Loske raises her head tiredly wondering about the strange noises.   Noises that this time doesn’t seem to originate from birds.  Upon seeing Murrel tossing the jerky she can’t help but thinking. _I hope that some sort of a trap and not an example of how are guide has lost his mind from his exposure to this island._  Loske slides from the covers and moves closer to observe the old man asking him when she comes into range to whisper, “Can I help you their…?”









*OOC:*



alsih2o, How tall is Murrel?  

*Magical Item*
If Murrel has no interest in the long sword, aka it’s not his personal sword and it’s been laying around in his organized armory then Loske will look it over with keen interest with the intent of keeping it.

If someone else is interested in the long sword please say so.  It is my weapon of choice though.   I think everyone else is armed with their original stuff aren’t they?  Well for the most part.


----------



## Manzanita (Oct 16, 2003)

OOC: were there any missle weapons available?


----------



## Brother Shatterstone (Oct 16, 2003)

*OOC:*


arrows too.


----------



## Macbeth (Oct 16, 2003)

Swift will feign that he is still asleep _No sense in tipping my hand, I had best wait to see what he's doing_
While trying to look asleep, he wil watch Murrell, lookinf in particular for any evidence of the jerky being eaten by anything within the tree.


----------



## alsih2o (Oct 16, 2003)

swift does hear subtle munching sounds. loske comes up behind murrell (who was probably 6 foot, but is looking more and more bent and 5' 8" from bad nutrition and slumping) and speaks.

 murrel jumps "NO! NO! don't hurt her, she is good, i swear, i can tell!"

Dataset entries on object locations
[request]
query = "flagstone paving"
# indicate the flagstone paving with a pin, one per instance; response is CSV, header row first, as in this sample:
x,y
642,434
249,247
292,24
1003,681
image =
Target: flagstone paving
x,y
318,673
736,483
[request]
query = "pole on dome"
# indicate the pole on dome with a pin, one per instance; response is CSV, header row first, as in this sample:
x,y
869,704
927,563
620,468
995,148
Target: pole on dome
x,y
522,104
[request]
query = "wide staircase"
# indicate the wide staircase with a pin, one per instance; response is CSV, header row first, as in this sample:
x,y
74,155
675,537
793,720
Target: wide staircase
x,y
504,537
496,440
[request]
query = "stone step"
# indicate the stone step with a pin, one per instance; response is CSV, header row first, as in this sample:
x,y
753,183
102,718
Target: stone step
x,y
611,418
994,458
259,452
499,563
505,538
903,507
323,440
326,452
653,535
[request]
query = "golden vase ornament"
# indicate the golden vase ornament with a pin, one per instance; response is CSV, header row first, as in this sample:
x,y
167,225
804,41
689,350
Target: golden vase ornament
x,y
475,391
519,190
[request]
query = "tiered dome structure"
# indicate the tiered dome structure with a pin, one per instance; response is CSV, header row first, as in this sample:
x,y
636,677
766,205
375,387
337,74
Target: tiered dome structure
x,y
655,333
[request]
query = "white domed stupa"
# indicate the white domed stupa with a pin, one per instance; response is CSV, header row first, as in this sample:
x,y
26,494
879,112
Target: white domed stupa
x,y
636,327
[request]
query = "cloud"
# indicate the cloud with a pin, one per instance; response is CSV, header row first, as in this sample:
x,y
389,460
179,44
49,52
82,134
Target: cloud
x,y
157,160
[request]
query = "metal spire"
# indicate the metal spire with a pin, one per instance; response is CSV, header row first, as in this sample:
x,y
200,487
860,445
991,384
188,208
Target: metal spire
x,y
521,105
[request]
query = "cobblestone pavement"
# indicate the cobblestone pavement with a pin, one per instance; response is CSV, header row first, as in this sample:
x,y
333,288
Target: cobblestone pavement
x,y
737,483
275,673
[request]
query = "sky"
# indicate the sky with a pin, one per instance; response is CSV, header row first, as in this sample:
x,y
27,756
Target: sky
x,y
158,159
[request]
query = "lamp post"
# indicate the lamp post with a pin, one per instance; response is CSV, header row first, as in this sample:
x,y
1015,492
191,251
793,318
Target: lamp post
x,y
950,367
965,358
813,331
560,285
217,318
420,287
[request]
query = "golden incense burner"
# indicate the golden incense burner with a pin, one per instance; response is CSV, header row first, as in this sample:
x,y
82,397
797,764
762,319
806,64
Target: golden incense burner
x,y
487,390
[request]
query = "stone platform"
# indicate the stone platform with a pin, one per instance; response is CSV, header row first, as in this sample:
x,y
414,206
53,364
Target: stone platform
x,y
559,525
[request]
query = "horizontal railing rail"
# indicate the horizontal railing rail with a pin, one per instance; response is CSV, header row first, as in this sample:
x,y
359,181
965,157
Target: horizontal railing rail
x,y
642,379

> [DIRECTIVES]
a) Update the part of the forum thread starting at "## Macbeth (Oct" and ending at "slumping) and speaks." by putting "dried meat" in place of "jerky", and give that part in full.
b) Answer these questions about the forum thread.
(i) What is Murrel seen tossing when Loske raises her head?
(ii) What does Swift pretend to be while watching Murrell?
(iii) How tall was Murrell probably, according to the post by alsih2o?
These entries were drawn from a separate source.

> [SOLUTIONS IN ORDER]
a)
## Macbeth (Oct 16, 2003)

Swift will feign that he is still asleep _No sense in tipping my hand, I had best wait to see what he's doing_
While trying to look asleep, he wil watch Murrell, lookinf in particular for any evidence of the dried meat being eaten by anything within the tree.


----------



## alsih2o (Oct 16, 2003)

swift does hear subtle munching sounds. loske comes up behind murrell (who was probably 6 foot, but is looking more and more bent and 5' 8" from bad nutrition and slumping) and speaks.

b)
(i) Jerky.
(ii) Still asleep.
(iii) 6 foot.